- Dataset entries
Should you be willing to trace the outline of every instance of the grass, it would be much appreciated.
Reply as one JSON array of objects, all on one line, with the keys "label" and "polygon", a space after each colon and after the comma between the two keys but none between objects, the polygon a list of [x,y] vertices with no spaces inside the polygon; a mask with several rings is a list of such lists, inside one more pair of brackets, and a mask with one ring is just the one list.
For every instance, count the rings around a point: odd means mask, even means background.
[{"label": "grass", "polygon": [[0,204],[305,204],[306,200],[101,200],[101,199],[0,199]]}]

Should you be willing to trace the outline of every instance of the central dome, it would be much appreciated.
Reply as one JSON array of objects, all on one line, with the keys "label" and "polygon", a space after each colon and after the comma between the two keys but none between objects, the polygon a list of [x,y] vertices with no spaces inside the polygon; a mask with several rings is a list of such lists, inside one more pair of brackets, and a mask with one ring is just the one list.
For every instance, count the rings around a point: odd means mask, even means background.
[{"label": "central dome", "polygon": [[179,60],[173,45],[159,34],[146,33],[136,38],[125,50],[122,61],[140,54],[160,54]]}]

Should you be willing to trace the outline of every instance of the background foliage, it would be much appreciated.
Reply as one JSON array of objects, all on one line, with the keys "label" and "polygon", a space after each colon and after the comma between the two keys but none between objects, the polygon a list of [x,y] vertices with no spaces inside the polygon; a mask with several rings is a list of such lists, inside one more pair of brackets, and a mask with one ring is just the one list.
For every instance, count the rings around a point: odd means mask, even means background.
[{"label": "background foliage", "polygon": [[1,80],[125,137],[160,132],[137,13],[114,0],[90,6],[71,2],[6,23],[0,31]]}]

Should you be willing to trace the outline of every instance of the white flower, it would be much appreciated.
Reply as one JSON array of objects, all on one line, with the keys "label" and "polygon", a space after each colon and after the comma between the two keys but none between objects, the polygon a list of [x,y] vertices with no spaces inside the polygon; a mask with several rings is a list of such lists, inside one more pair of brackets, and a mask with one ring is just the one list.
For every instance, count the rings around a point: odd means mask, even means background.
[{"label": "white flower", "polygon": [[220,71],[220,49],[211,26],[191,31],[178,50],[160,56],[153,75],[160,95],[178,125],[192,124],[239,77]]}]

- The problem
The full set of entries should be copied out exactly as given.

- Solution for this exercise
Should you be willing to trace the outline of every instance of the grass, it would be much appreciated.
Reply as one JSON array of objects, all on one line, with the keys "label" and "polygon", a space after each colon and after the comma between the two keys but none between objects, the polygon a list of [x,y] vertices with no spaces inside the polygon; a mask with several rings is a list of such lists, inside one more pair of brackets, and a mask with one ring is just the one list.
For every instance, count the rings around a point: odd means mask, even means background.
[{"label": "grass", "polygon": [[0,204],[305,204],[306,200],[101,200],[101,199],[0,199]]}]

Should you be willing to trace the outline of every instance of the central dome, it would be much appreciated.
Reply as one JSON array of objects, all on one line, with the keys "label" and "polygon", a space after each colon and after the comma between the two keys but none between objects, the polygon a list of [x,y] vertices with no spaces inside the polygon; a mask with several rings is a list of such lists, inside one more pair of brackets, and a mask with one ring is just the one list.
For every instance, count the rings around a point: odd means mask, even means background.
[{"label": "central dome", "polygon": [[179,60],[173,45],[159,34],[146,33],[136,38],[125,50],[122,61],[140,54],[160,54]]}]

Should you be willing to trace the outline of every instance of the background foliage, it would be much appreciated.
Reply as one JSON array of objects, all on one line, with the keys "label" and "polygon", a space after each colon and after the comma between the two keys but none between objects, the polygon a list of [x,y] vertices with no spaces inside the polygon; a mask with several rings is a list of such lists, inside one more pair of brackets, and a mask with one ring is just the one list.
For every instance, count the rings around a point: odd means mask, even means background.
[{"label": "background foliage", "polygon": [[1,80],[125,137],[160,132],[137,13],[114,0],[90,6],[71,2],[6,23],[0,31]]}]

Should you be willing to trace the outline of every instance of the white flower, it would be much appreciated.
Reply as one JSON array of objects, all on one line, with the keys "label" and "polygon", a space after each colon and after the comma between the two keys but none between objects, the polygon a list of [x,y] vertices with no spaces inside the polygon; a mask with several rings is a list of such lists, inside one more pair of brackets, and a mask with one ring is just the one list.
For every instance, count the rings around a point: odd means mask, even means background.
[{"label": "white flower", "polygon": [[220,71],[220,49],[211,26],[191,31],[178,50],[160,56],[153,75],[160,95],[178,125],[192,124],[239,77]]}]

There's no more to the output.